PAGE TEXT:
• • • • • • •

But all that is not enough for you! They are undoubtedly then supposed to share with the poor? Here you demand that they should abolish poverty.

Oh yes, it proves, absolutely, the “kindheartedness” of the rich and their condescending “charity.” It proves the complacence of the poor for allowing their exploitation. And it proves the opposite; the guilt of the rich for their exploitation and their attempt to exculpate their guilt with charity. Had the rich any respect for others, they wouldn’t have lied and plundered their way to riches. The road of respect is bidirectional. Oh yes, the rich, because they have the power, and continue to play the “I know better than you,” and the “I am better than you” cards, and force their “better” on others with police and armies, they do have responsibility to end poverty. They need to give back, not give up, the excesses they have taken and never earned with their “capabilities.” They need not give up themselves, they need to give up what they have gained by theft and deception.

Ceaseless self-promotion doesn’t let us take a breath, to come to a peaceful enjoyment; we don’t take pleasure in our possessions.

But the organization of work affects only such work as others can do for us, butchering, tillage, etc.; the rest remain egoistic, because no one can, for example, produce your musical compositions, carry out your painting projects, etc., in your place: Nobody can replace Raphael’s works. The latter are the works of a unique individual, which only he is capable of achieving, whereas the former [ordinary workers] deserve to be called “human”: because what is one’s own in them is of little importance, and just about “any human being” can be trained for them.

Stirner has missed, or ignored, the fact that those ordinary, everyday jobs “of little importance” are quite the opposite. They are far more important than Raphael’s paintings. He fails to acknowledge how crucial those simple jobs are to daily life. They may be ordinary, and may not require special knowledge or extensive training, but a Raphael painting can’t keep you warm or fill your stomach. He fails to see that a Raphael can be copied, faked and imitated by “any human being” trained for it. He fails to apply his own egoism to others.

• • • • • • •

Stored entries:
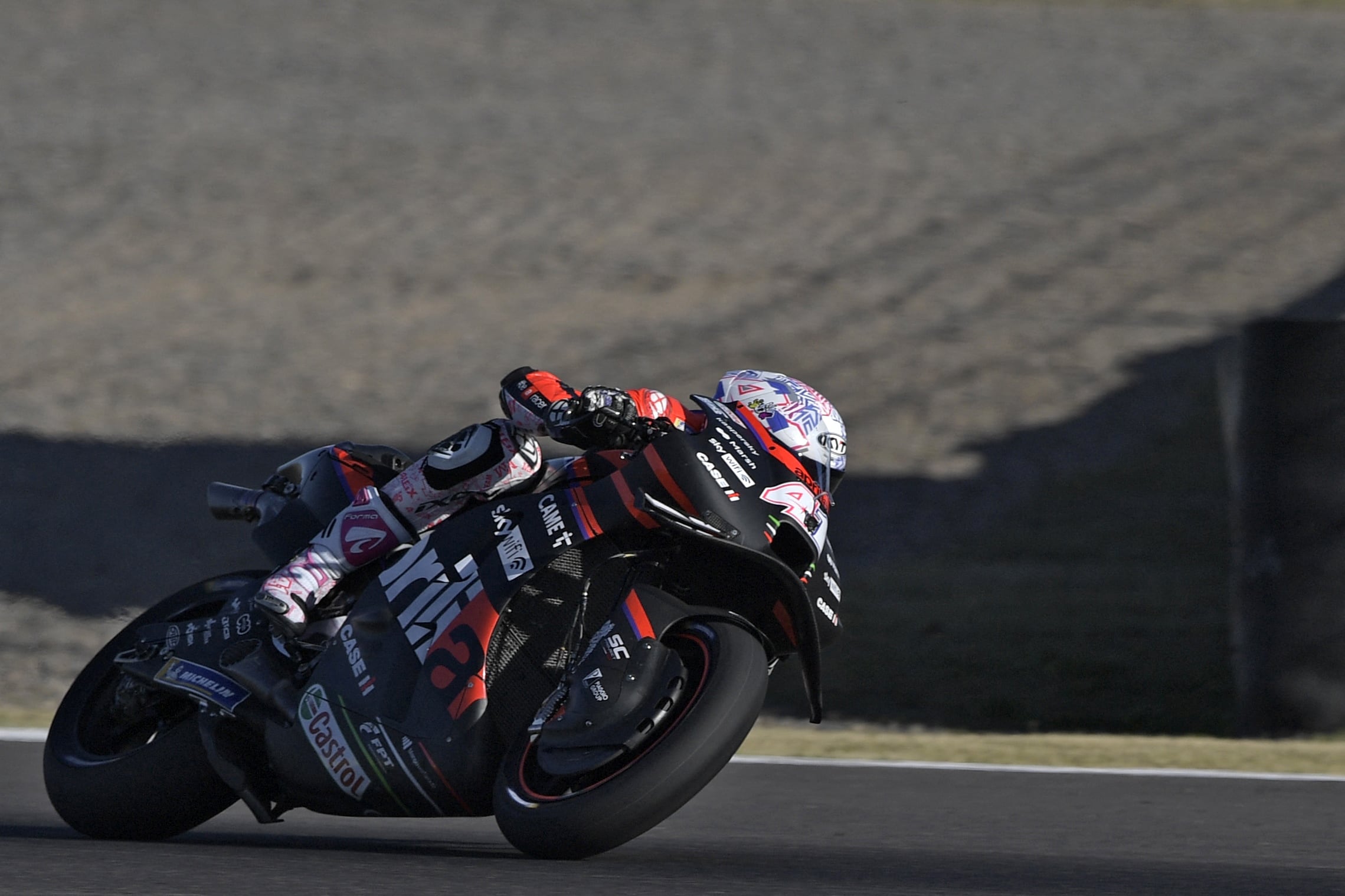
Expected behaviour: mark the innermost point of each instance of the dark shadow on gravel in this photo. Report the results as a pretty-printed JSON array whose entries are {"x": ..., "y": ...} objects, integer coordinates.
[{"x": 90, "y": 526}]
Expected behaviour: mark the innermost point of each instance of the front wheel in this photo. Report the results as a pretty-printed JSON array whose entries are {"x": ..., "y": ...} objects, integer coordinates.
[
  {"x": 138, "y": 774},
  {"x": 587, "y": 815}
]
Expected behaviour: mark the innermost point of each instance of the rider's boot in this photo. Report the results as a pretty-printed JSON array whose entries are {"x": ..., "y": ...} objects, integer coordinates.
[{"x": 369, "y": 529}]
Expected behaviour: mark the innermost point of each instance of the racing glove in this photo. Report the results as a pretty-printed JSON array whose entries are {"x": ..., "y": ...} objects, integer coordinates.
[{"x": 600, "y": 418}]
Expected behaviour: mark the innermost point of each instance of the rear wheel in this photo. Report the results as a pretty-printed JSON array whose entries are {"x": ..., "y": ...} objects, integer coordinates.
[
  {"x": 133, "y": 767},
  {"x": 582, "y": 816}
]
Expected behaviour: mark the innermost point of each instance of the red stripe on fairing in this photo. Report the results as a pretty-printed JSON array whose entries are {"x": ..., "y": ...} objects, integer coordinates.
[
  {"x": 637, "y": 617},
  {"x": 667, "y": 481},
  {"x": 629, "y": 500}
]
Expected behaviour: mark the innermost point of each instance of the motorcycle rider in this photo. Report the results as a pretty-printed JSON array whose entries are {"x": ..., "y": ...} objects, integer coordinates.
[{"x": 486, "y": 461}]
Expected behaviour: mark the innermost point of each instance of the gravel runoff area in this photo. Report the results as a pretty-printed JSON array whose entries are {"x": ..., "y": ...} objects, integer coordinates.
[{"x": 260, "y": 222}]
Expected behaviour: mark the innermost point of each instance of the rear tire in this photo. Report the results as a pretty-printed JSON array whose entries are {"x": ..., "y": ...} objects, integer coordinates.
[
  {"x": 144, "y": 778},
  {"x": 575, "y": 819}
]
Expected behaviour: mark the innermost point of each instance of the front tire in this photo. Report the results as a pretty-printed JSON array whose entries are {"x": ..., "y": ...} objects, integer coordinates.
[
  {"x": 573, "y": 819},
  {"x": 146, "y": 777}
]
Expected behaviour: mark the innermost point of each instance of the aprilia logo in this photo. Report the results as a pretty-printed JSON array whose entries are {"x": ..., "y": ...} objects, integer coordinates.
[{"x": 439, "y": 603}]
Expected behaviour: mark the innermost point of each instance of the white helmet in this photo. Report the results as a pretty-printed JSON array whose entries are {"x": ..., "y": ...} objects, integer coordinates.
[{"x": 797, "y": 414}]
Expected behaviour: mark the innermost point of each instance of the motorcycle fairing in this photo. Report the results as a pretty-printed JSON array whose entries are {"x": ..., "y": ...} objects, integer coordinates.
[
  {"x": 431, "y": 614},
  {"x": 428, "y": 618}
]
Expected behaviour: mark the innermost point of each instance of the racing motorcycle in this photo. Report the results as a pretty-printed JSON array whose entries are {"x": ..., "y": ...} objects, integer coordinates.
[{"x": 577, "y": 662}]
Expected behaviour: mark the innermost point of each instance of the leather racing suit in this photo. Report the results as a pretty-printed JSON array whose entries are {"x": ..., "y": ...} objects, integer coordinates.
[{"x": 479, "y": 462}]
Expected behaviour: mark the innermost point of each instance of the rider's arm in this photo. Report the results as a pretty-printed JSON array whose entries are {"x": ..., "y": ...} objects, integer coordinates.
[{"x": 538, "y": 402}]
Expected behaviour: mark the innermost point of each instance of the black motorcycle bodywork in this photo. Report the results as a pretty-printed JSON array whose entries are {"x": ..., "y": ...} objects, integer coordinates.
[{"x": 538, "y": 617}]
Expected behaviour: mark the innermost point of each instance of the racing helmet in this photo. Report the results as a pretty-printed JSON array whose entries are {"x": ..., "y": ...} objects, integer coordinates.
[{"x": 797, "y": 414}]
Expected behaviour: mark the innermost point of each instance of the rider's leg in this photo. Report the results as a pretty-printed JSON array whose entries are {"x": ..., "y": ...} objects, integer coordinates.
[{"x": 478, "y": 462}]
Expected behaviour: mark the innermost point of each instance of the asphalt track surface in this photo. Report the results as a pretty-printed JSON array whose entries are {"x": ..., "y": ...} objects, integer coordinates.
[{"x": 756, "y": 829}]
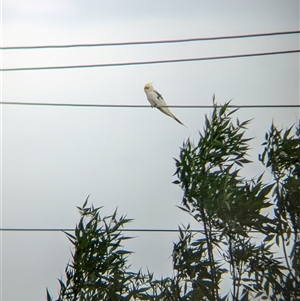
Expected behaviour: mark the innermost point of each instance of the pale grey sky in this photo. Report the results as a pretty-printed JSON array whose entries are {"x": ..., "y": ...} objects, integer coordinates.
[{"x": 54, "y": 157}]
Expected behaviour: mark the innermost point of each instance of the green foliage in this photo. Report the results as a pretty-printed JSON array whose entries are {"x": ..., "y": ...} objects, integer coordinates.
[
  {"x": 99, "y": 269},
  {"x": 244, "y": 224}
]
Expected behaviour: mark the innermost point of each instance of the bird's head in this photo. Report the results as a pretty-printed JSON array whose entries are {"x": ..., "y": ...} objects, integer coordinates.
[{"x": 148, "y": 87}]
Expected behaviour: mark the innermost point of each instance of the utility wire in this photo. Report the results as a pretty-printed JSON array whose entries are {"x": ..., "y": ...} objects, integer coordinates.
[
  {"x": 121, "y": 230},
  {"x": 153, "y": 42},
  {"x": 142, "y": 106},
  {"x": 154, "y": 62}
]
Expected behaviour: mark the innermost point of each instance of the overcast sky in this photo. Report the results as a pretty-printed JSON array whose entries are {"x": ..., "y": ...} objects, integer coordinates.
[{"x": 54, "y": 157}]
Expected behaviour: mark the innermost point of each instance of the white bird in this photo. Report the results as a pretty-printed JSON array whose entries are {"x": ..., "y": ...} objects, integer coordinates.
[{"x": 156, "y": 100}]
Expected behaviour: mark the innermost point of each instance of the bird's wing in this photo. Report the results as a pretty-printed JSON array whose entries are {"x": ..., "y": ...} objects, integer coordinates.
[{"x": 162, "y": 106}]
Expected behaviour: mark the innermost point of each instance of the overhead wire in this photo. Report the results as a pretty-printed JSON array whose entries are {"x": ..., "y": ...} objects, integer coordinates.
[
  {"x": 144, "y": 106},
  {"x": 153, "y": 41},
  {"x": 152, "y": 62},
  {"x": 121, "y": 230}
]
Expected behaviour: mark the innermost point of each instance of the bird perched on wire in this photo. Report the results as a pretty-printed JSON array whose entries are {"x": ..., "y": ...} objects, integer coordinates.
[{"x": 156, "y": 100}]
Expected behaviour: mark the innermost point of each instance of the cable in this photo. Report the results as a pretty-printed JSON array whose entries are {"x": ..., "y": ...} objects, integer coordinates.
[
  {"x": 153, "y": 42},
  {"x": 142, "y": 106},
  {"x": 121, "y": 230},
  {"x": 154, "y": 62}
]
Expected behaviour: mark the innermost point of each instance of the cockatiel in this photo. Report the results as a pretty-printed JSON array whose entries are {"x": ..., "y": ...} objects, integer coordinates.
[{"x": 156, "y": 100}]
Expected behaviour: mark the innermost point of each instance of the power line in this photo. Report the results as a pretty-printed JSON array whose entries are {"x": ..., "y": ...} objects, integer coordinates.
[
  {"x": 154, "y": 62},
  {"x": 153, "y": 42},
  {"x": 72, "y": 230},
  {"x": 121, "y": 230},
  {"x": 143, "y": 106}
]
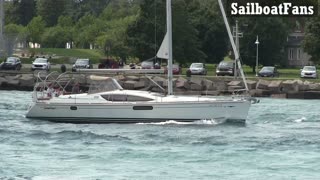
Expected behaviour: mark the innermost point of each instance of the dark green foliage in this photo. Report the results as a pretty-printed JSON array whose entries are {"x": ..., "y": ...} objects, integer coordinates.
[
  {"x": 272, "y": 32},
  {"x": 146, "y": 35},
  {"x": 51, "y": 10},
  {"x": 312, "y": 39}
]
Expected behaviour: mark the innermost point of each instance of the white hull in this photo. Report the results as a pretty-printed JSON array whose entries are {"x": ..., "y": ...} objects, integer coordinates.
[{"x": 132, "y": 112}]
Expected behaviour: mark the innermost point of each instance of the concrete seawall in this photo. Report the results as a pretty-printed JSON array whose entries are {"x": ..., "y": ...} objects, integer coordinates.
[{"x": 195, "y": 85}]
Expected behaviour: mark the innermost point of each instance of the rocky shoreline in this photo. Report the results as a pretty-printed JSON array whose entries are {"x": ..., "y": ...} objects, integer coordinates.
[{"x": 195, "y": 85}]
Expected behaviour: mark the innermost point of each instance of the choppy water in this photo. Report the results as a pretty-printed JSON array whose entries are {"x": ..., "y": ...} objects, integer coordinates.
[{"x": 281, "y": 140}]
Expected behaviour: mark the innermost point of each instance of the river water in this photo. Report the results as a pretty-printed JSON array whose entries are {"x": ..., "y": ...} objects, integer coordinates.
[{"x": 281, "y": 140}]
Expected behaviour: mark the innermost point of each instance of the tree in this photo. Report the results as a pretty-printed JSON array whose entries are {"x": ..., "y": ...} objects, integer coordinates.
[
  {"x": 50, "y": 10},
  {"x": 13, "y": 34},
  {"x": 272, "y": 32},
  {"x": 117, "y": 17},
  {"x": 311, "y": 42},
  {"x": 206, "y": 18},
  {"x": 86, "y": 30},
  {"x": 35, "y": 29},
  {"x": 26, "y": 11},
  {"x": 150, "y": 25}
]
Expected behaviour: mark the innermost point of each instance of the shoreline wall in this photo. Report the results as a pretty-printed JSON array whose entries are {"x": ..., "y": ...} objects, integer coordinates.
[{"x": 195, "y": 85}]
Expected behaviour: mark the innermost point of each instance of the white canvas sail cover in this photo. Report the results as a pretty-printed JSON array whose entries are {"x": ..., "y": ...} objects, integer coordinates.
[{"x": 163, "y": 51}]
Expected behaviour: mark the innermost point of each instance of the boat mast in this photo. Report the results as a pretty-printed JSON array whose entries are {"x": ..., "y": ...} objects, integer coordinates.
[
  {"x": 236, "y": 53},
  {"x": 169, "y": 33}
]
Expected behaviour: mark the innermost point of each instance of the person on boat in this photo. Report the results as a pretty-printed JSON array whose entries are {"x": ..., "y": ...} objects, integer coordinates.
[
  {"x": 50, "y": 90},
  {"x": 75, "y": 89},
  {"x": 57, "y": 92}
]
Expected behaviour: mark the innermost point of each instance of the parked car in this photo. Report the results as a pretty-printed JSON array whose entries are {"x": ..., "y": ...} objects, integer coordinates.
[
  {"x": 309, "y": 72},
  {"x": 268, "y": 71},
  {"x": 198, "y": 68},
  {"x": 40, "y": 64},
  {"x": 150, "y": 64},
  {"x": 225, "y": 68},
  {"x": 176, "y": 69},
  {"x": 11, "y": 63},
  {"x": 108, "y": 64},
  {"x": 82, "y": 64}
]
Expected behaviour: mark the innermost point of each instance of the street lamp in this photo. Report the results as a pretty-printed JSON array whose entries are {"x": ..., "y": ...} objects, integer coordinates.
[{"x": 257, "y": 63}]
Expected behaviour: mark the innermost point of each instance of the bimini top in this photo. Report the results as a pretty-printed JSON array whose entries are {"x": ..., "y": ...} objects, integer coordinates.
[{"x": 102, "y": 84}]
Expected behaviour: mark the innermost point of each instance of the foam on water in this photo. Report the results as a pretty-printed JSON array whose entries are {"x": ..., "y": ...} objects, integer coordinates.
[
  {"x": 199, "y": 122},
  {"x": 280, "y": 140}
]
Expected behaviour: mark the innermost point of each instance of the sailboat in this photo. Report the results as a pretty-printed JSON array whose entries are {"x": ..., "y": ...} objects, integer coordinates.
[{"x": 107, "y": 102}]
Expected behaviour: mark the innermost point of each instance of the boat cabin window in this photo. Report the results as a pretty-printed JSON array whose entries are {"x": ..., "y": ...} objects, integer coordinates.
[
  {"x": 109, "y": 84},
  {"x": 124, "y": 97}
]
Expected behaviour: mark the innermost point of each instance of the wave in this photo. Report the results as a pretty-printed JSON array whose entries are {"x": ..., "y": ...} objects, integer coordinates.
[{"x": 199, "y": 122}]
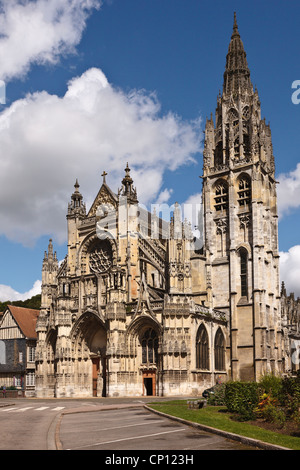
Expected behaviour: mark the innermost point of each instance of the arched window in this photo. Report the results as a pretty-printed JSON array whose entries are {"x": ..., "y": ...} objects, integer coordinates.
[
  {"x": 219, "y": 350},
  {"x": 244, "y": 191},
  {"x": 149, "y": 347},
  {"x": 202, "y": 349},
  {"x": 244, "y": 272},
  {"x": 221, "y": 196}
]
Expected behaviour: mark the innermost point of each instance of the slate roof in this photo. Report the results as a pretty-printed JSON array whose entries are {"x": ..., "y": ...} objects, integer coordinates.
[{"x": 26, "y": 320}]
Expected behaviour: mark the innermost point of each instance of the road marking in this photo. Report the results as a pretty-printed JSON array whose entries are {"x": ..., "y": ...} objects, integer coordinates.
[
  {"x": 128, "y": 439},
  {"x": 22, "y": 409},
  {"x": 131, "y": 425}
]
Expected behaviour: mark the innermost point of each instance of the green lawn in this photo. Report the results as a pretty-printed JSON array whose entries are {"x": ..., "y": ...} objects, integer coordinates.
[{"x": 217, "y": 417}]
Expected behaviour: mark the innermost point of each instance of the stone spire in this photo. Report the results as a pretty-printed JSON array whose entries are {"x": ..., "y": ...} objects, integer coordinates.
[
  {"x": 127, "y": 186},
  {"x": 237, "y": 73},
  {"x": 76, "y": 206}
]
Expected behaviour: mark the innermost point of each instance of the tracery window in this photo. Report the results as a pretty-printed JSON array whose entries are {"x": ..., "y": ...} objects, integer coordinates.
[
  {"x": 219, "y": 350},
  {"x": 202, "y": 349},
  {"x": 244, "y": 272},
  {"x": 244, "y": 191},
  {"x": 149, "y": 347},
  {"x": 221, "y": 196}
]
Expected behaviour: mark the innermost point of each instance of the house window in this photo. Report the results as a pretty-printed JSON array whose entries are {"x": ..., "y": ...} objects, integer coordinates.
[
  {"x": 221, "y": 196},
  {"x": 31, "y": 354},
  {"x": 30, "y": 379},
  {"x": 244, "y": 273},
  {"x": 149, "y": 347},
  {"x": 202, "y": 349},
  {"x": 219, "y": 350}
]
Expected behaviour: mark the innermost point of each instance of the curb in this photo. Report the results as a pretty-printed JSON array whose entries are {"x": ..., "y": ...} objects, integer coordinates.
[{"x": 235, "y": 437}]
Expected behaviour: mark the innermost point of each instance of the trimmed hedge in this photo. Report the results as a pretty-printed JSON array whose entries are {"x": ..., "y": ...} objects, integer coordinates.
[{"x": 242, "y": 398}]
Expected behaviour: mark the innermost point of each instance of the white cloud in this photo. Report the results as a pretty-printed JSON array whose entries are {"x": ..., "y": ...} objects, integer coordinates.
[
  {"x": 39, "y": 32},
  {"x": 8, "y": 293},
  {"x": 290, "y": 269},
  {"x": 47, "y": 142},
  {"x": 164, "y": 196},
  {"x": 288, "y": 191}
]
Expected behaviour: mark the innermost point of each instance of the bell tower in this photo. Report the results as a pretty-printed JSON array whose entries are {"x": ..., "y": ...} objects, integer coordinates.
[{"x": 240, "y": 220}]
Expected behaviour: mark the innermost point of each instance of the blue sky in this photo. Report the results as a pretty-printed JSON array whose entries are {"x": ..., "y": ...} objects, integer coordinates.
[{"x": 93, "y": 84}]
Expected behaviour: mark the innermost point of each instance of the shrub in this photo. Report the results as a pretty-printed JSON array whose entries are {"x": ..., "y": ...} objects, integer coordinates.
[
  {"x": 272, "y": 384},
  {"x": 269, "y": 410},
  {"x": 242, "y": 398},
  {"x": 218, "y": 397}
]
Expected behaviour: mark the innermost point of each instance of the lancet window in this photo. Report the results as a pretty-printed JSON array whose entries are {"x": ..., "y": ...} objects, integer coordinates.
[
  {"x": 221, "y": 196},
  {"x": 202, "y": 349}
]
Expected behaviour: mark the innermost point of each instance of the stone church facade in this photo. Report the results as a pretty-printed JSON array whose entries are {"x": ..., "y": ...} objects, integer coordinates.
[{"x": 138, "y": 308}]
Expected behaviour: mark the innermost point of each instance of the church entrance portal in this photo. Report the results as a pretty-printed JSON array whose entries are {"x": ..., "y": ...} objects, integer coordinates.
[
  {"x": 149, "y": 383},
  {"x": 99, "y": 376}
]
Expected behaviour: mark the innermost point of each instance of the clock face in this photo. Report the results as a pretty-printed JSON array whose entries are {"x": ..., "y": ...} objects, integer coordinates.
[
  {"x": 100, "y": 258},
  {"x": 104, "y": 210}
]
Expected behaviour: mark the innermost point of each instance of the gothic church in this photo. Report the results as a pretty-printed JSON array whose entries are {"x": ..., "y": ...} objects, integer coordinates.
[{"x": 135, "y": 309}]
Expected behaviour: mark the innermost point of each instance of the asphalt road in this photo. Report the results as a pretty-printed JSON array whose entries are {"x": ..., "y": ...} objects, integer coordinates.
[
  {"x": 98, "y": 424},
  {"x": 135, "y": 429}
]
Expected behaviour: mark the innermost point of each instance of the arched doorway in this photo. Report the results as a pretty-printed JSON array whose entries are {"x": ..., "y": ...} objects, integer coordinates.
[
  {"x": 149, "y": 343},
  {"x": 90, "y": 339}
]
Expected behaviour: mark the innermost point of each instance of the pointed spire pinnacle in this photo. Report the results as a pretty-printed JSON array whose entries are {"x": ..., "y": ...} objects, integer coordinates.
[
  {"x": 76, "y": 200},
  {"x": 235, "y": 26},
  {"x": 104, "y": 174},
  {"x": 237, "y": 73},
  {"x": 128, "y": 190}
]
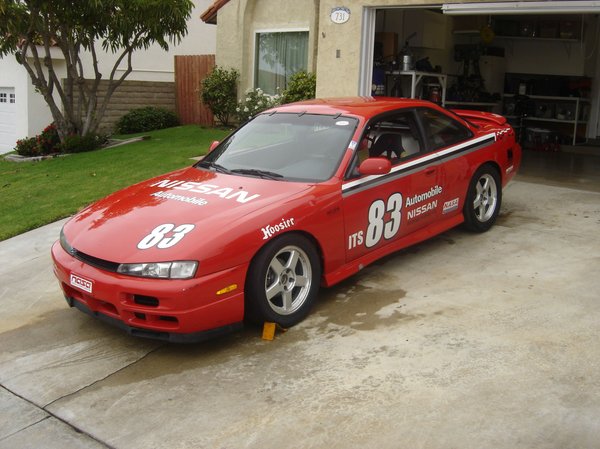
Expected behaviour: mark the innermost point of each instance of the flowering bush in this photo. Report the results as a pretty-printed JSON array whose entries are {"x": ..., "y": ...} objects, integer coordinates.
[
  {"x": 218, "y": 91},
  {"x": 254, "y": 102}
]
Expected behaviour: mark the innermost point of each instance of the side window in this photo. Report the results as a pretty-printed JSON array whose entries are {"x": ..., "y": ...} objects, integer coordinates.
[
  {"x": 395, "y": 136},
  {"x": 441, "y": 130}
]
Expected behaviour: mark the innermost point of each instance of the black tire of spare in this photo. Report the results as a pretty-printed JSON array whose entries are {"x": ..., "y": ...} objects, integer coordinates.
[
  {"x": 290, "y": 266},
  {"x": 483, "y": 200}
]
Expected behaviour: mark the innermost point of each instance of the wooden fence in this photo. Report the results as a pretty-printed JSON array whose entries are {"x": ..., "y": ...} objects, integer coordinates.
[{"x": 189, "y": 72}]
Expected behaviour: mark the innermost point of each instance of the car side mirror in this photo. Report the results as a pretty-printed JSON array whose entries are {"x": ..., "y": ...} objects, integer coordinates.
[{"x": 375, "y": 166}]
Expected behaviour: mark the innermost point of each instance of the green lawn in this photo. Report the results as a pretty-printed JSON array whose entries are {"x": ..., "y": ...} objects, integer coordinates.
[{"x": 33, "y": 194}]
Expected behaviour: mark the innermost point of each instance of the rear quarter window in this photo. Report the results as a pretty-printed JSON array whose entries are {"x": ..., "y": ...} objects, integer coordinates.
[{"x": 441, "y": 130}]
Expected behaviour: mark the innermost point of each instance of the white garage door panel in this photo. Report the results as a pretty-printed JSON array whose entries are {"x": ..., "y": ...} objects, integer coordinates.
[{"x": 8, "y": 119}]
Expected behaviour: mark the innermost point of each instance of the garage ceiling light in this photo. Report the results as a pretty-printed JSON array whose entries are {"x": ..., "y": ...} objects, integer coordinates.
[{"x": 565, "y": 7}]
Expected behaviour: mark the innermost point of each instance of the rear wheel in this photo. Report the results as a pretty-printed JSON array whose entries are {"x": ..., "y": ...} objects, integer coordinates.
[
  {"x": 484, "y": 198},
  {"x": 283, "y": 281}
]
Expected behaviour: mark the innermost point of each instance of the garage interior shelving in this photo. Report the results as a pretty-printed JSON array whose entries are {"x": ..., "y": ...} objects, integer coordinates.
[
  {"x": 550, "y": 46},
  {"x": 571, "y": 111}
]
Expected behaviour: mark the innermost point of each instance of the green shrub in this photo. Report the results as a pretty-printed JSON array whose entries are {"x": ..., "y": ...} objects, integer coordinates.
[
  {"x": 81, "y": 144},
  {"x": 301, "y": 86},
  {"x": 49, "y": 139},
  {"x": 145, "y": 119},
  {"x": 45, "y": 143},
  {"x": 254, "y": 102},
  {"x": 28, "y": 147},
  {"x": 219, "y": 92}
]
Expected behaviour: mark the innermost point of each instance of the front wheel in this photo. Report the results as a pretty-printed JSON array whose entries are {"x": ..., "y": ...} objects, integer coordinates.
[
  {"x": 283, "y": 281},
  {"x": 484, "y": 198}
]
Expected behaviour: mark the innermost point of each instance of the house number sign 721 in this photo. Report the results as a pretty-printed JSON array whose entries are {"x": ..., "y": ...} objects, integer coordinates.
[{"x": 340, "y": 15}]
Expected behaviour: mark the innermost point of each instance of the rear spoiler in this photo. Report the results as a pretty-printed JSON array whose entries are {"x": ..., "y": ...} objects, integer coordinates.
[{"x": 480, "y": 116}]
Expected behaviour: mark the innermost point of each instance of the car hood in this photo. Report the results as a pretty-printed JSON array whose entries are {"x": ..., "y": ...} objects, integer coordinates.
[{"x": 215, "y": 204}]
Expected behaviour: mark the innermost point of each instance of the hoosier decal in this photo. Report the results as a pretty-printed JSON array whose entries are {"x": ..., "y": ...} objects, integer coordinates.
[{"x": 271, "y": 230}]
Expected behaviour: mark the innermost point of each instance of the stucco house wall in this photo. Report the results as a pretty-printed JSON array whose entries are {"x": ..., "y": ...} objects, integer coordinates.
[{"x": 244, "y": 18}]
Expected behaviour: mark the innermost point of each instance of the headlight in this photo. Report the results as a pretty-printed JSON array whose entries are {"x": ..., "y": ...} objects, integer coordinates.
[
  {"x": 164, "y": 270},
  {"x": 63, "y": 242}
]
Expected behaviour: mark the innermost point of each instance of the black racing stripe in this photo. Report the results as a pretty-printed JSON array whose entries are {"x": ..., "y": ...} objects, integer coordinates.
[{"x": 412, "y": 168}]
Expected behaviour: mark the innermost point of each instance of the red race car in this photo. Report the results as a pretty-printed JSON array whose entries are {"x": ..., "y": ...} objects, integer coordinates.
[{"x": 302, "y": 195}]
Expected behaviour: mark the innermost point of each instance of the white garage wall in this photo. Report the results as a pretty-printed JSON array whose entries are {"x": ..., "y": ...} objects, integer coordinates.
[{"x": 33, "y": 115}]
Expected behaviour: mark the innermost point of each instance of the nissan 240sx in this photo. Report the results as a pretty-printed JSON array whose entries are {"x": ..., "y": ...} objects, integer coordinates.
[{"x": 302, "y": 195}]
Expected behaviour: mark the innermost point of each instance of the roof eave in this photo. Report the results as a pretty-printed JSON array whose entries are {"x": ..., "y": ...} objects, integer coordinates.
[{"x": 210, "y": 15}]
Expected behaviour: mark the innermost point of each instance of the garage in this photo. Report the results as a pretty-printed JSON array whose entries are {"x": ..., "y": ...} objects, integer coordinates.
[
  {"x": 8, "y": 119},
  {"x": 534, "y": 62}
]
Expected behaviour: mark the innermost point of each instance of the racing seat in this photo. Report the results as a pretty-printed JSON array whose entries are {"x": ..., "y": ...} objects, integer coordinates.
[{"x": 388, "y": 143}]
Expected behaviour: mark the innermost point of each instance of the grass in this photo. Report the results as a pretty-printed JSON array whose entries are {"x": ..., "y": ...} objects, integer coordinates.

• • • • • • •

TASKS TO COMPLETE:
**A.** In the commentary on Stirner, why are ordinary, everyday jobs held to be more important than Raphael's paintings? Answer in one to three sentences.
**B.** Do the following statements agree with the commentary on Stirner? Answer yes or no for each, quoting the deciding words. (i) The rich need to give up themselves. (ii) A Raphael can be copied by someone trained for it. (iii) The passage on the organization of work says that nobody can replace Raphael's works.

TASK-BY-TASK ANSWERS:
**A.** The commentary holds that these simple jobs are crucial to daily life. A Raphael painting can't keep you warm or fill your stomach.

**B.**
(i) No: "They need not give up themselves, they need to give up what they have gained by theft and deception."
(ii) Yes: "He fails to see that a Raphael can be copied, faked and imitated by “any human being” trained for it."
(iii) Yes: "Nobody can replace Raphael’s works."